_Work to complete:_ The output should consist solely of the line containing "Query: shallow turquoise water" and all lines after it through the final line of the entries below, reproduced exactly.

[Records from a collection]
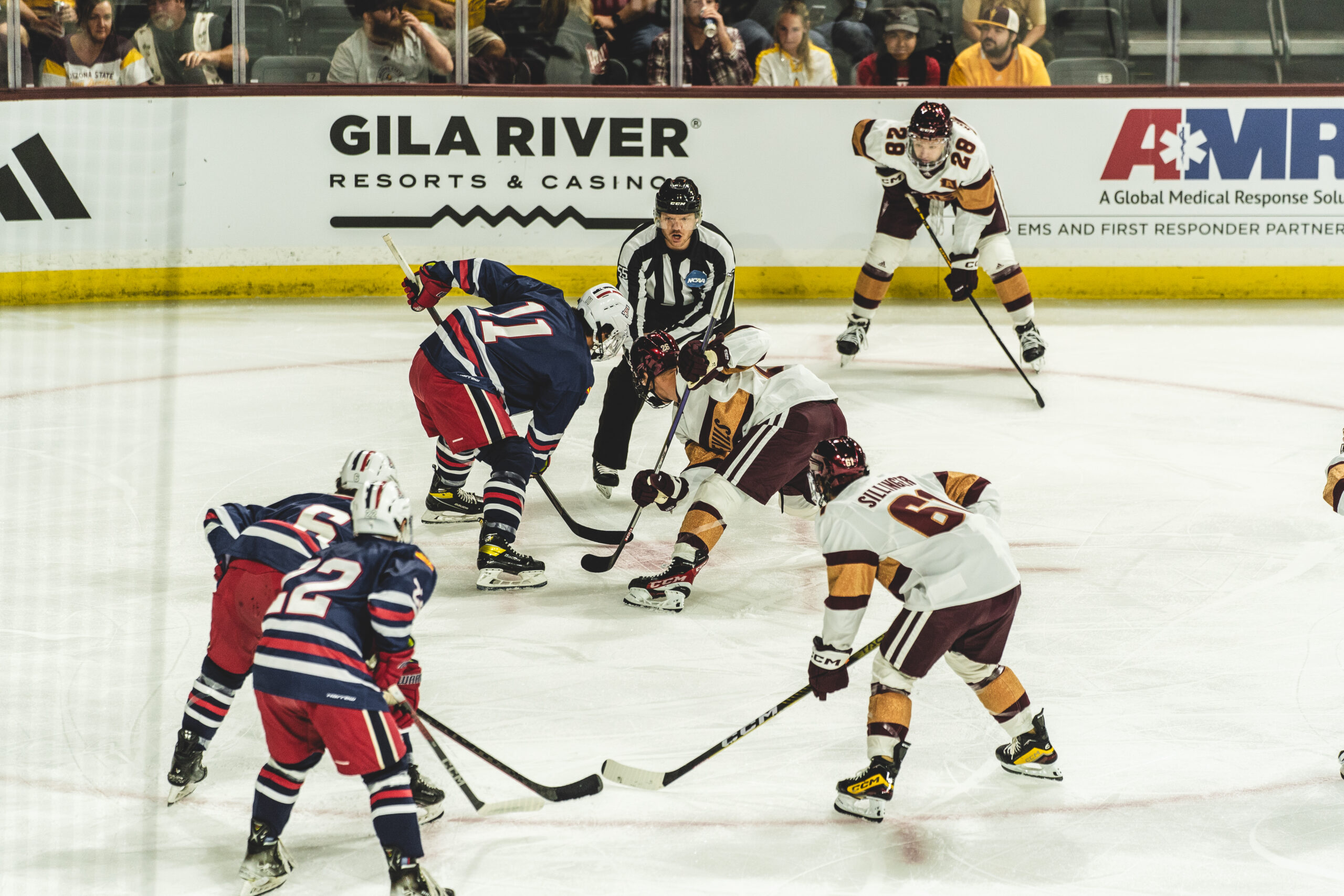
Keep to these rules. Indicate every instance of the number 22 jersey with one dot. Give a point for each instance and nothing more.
(933, 539)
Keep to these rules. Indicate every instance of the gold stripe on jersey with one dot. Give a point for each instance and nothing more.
(1334, 486)
(1002, 692)
(979, 195)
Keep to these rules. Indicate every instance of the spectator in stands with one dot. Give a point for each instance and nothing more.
(898, 64)
(719, 61)
(93, 57)
(26, 59)
(1030, 13)
(998, 61)
(443, 20)
(392, 47)
(185, 56)
(579, 51)
(795, 62)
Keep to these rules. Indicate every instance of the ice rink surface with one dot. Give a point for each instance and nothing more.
(1180, 623)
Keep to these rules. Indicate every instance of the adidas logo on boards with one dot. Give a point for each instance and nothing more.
(47, 179)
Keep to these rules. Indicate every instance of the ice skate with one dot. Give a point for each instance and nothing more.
(447, 504)
(670, 589)
(605, 479)
(187, 767)
(854, 338)
(429, 800)
(869, 793)
(1033, 345)
(409, 879)
(1031, 754)
(503, 568)
(267, 864)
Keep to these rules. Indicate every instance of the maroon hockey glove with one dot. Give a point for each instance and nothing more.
(697, 361)
(662, 488)
(963, 279)
(428, 291)
(828, 671)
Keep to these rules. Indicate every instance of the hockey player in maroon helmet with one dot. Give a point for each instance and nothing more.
(941, 162)
(933, 541)
(748, 433)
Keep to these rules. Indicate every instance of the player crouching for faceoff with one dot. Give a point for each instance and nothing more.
(255, 549)
(748, 433)
(316, 692)
(939, 160)
(531, 351)
(933, 541)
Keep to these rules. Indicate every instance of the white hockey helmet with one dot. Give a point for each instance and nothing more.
(608, 316)
(365, 467)
(380, 508)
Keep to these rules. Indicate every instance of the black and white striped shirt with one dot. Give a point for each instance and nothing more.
(652, 277)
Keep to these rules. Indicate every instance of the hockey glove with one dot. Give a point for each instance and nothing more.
(660, 488)
(698, 361)
(436, 280)
(963, 279)
(828, 671)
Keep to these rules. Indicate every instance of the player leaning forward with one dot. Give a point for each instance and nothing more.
(940, 160)
(748, 433)
(530, 351)
(934, 542)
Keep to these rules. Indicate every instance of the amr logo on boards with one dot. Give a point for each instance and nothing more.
(47, 179)
(1184, 144)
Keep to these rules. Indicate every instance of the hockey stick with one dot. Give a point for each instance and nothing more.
(1041, 402)
(601, 536)
(406, 269)
(582, 787)
(596, 562)
(527, 804)
(632, 777)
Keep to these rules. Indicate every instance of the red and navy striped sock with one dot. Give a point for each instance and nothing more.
(277, 789)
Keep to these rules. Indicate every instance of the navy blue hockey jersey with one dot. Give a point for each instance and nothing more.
(351, 602)
(529, 349)
(284, 535)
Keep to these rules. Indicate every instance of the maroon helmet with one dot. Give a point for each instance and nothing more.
(834, 465)
(932, 121)
(652, 354)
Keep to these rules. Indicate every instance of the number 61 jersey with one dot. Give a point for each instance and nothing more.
(933, 539)
(351, 602)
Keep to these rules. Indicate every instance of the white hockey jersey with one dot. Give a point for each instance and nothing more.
(965, 181)
(932, 539)
(734, 404)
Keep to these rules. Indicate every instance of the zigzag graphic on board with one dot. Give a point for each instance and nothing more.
(569, 213)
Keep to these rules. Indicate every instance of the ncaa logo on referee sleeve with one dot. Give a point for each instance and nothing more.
(49, 182)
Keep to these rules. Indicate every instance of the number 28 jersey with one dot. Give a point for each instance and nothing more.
(353, 601)
(933, 539)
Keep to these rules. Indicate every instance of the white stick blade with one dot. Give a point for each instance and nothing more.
(527, 804)
(632, 777)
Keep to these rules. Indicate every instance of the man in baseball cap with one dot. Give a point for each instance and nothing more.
(999, 61)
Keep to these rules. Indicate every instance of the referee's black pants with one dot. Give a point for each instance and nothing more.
(620, 406)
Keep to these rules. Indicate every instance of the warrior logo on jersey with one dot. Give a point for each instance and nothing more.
(1191, 144)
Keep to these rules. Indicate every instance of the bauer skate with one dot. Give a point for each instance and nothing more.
(267, 864)
(1033, 345)
(188, 766)
(854, 338)
(503, 568)
(445, 504)
(429, 800)
(869, 793)
(605, 479)
(1031, 754)
(409, 879)
(670, 589)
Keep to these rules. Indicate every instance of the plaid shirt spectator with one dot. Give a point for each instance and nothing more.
(705, 66)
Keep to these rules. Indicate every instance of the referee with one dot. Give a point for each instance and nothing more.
(655, 262)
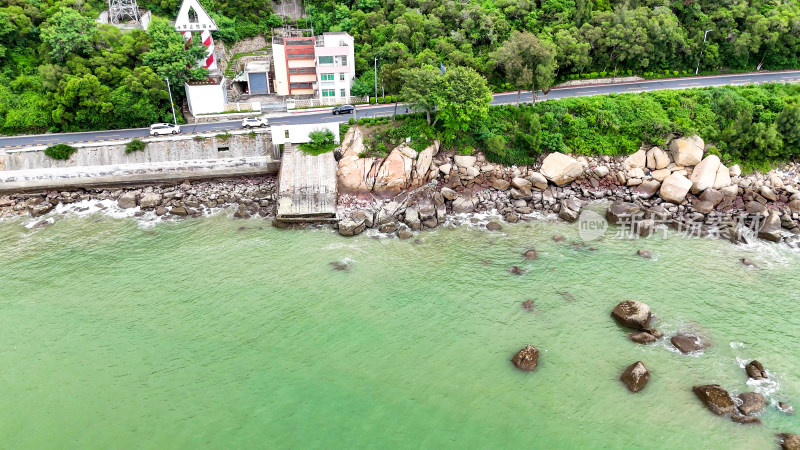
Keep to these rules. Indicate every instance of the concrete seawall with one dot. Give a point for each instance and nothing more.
(170, 158)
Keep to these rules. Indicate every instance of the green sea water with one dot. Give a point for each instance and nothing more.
(198, 334)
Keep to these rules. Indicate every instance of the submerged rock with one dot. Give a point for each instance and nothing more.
(527, 304)
(755, 370)
(689, 343)
(715, 398)
(789, 441)
(632, 314)
(493, 226)
(635, 376)
(527, 358)
(752, 402)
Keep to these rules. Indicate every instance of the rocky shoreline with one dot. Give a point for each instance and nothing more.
(652, 189)
(251, 196)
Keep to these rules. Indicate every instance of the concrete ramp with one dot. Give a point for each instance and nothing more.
(306, 187)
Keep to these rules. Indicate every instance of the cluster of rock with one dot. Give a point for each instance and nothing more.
(674, 186)
(637, 316)
(251, 196)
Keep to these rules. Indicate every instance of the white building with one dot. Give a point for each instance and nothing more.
(336, 70)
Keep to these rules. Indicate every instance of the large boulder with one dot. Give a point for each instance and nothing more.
(687, 150)
(723, 177)
(674, 188)
(755, 370)
(393, 175)
(538, 180)
(657, 158)
(632, 314)
(150, 200)
(527, 358)
(464, 204)
(752, 403)
(789, 441)
(127, 200)
(637, 160)
(561, 169)
(715, 398)
(705, 173)
(689, 343)
(351, 226)
(647, 189)
(620, 212)
(635, 377)
(771, 229)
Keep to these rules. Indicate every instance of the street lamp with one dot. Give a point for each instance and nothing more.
(174, 119)
(705, 35)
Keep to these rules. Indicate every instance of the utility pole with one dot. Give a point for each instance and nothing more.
(174, 119)
(705, 35)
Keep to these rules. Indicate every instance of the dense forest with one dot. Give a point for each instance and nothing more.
(64, 72)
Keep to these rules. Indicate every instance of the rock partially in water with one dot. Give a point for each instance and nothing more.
(752, 402)
(755, 370)
(493, 226)
(527, 358)
(689, 343)
(739, 418)
(746, 262)
(715, 398)
(635, 376)
(632, 314)
(642, 337)
(338, 265)
(789, 441)
(516, 270)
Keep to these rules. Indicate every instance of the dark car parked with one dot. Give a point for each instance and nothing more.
(344, 109)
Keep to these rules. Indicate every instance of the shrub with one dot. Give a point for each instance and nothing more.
(60, 151)
(322, 141)
(135, 146)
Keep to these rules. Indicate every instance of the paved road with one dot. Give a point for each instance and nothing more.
(299, 117)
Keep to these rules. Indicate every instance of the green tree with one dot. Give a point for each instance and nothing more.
(420, 89)
(463, 99)
(68, 32)
(527, 62)
(169, 57)
(788, 124)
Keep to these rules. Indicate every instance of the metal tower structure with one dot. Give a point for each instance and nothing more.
(119, 10)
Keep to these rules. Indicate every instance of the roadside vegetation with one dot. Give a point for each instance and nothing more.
(60, 151)
(755, 126)
(322, 141)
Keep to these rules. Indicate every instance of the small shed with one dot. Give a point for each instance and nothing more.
(257, 73)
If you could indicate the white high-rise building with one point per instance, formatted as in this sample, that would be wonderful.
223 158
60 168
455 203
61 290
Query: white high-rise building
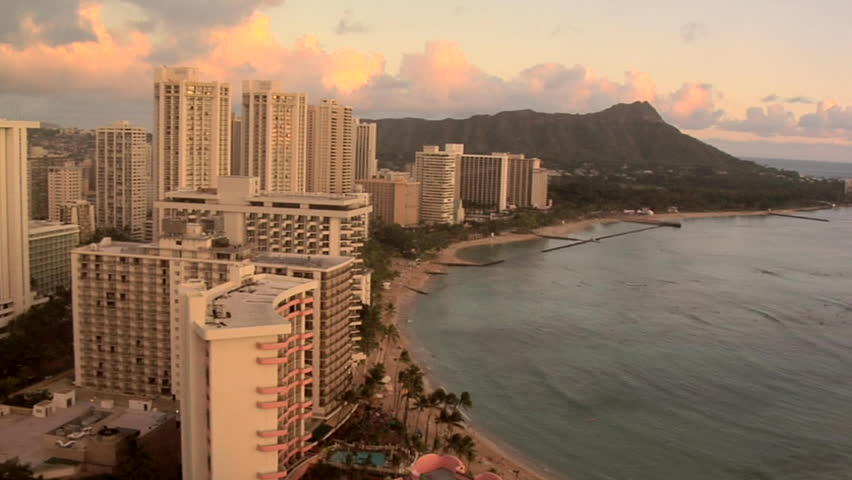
64 185
274 136
121 166
439 172
192 129
331 148
15 293
366 163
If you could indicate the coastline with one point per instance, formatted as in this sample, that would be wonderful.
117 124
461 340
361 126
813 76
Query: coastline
491 454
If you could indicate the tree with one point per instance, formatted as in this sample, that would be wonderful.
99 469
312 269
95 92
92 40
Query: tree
12 469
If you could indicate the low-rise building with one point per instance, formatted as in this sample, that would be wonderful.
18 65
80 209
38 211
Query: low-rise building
50 255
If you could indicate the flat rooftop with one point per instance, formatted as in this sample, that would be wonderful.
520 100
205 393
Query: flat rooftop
321 262
252 305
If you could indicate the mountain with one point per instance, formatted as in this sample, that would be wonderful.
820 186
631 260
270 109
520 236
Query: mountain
633 134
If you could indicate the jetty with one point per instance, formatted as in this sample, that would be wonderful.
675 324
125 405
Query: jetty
802 217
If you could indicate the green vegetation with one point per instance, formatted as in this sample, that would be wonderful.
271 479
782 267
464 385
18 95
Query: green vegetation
40 343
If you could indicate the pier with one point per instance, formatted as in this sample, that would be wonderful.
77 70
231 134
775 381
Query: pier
799 217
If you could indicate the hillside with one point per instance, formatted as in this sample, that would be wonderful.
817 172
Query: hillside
633 134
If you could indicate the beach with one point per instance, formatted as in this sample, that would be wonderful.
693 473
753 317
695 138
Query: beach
491 455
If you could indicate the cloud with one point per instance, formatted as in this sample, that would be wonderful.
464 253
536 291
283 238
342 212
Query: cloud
692 106
53 23
766 122
348 24
691 32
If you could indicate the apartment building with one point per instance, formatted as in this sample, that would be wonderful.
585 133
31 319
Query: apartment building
366 162
304 223
330 148
248 379
127 332
439 172
192 130
15 293
50 255
64 185
484 183
121 178
82 214
275 127
395 198
527 182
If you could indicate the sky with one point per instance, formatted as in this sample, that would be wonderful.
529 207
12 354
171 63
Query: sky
755 77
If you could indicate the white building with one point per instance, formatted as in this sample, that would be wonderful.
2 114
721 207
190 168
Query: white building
192 130
331 148
366 163
15 294
121 178
247 381
274 136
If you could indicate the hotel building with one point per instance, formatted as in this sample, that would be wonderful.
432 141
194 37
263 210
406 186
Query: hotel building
15 293
64 185
82 214
527 182
192 130
247 377
484 183
50 255
330 148
438 172
127 329
275 135
395 198
366 163
121 178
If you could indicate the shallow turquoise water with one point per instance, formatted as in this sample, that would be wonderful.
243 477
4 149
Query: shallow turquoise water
722 350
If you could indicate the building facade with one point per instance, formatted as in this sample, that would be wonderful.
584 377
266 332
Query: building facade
439 174
527 182
395 199
64 185
275 135
248 379
15 293
82 214
366 162
50 255
484 183
192 130
122 184
330 148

_Task result:_
Query: shallow turquoise water
722 350
If you could indicate the building facade with one point per instance, formatted as in this sample, that would be wonderful.
584 377
266 332
Query: building facade
439 174
527 182
395 199
64 185
275 135
248 379
15 293
82 214
366 162
50 255
484 183
192 130
122 184
330 148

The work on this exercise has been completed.